* **Text segment**:
Status of the compression feature

Eli6 · September 26, 2021, 8:22pm

Data compression maps a sequence of input characters to a sequence of output characters that is no longer than input. It exploits the empirical probability distribution function (PDF) of the input sequence, storing characters with higher frequencies with fewer bits, and thereby mapping a non-uniform input PDF to a uniform output PDF.

Deduplication is a special case of compression, where the alphabet is chunks (rather than characters or bits). It maps a sequence of input chunks to a sequence of output chunks with uniform PDF (ie, all chunks occur with equal frequency 1/n, namely chunks are unique).

Yes, there is information leakage with deduplication, under the threat model described above.

The relevance of this threat model is subjective (and in my view not applicable to most users). Restic, however, should account for broad set of threat models.

I suggest adhering to design guidelines set by the Restic’s founder:

Security should be a first class citizen, and will be increasingly important in cloud computing moving forward
Restic does not have to account for all use cases. Do few things and well, a la Wireguard
Restic should not provide the option of no encryption (or encryption with a dummy password)
Restic should be careful of software supply chain attacks (Go is a good choice here). Governments and groups are turning to this approach

At the end, do we need compression with cheap storage and falling prices? I can’t tell.

How many lines of code, software complexity and repository fragility is it going to introduce?

MichaelEischer · September 26, 2021, 8:42pm

You might want to look at the threat model at References — restic 0.16.3 documentation . As the information leak we’ve discussed is already caused by deduplication, I don’t see a reason not to compress blobs in the repository as this won’t add a new information leak.

* **Data provided**:

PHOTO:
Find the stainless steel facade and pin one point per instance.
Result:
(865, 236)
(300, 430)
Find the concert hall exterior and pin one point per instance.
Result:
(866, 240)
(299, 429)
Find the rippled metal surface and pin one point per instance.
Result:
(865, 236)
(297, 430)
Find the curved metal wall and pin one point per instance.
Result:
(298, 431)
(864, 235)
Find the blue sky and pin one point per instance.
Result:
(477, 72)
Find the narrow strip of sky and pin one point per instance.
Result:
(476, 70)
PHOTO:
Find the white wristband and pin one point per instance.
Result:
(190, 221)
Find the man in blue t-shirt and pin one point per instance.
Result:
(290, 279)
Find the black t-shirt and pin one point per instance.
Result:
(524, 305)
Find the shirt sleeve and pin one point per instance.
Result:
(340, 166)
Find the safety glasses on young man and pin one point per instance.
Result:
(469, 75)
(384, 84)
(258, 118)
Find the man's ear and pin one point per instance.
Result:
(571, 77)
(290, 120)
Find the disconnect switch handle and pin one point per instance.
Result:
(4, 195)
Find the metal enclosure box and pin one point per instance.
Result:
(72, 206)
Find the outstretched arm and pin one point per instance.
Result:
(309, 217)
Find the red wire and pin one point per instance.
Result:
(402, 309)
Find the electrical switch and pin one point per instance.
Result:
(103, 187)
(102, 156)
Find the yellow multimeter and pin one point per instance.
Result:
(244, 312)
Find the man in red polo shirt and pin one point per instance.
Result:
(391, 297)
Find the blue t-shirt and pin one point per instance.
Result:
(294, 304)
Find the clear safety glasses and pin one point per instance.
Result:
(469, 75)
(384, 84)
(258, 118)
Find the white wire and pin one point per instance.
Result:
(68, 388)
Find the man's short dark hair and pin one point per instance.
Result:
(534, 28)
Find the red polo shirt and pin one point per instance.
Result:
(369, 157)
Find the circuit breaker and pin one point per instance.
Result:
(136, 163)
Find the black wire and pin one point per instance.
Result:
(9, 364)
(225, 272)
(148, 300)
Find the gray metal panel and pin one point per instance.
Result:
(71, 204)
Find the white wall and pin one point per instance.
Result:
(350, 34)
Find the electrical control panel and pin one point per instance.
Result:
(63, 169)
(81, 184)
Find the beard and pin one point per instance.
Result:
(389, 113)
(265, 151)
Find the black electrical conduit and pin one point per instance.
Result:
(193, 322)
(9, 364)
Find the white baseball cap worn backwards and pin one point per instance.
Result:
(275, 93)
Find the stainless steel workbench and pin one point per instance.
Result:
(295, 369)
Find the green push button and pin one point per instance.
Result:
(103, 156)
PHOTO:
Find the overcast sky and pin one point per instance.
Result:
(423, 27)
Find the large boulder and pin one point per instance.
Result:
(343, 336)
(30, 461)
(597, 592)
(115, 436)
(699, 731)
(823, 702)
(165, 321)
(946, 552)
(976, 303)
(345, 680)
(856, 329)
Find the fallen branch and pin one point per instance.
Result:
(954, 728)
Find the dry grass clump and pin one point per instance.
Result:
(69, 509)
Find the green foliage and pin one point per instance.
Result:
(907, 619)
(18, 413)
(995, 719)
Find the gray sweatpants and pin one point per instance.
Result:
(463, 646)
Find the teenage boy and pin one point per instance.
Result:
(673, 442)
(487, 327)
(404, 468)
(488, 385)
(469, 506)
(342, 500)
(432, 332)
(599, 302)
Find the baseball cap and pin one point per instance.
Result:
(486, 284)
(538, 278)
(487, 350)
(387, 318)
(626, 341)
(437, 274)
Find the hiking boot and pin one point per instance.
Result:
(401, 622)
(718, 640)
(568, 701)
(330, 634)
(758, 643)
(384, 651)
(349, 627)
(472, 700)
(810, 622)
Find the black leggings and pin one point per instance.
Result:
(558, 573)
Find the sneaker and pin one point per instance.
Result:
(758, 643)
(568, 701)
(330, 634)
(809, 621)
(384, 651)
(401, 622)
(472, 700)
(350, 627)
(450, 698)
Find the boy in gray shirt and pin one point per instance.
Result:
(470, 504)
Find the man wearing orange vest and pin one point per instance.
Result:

* **Exercise**: List the design guidelines attributed to Restic's founder in the forum thread on the compression feature.

* **Worked answer**:
1. Security should be a first class citizen, and will be increasingly important in cloud computing moving forward.
2. Restic does not have to account for all use cases. Do few things and well, a la Wireguard.
3. Restic should not provide the option of no encryption (or encryption with a dummy password).
4. Restic should be careful of software supply chain attacks (Go is a good choice here). Governments and groups are turning to this approach.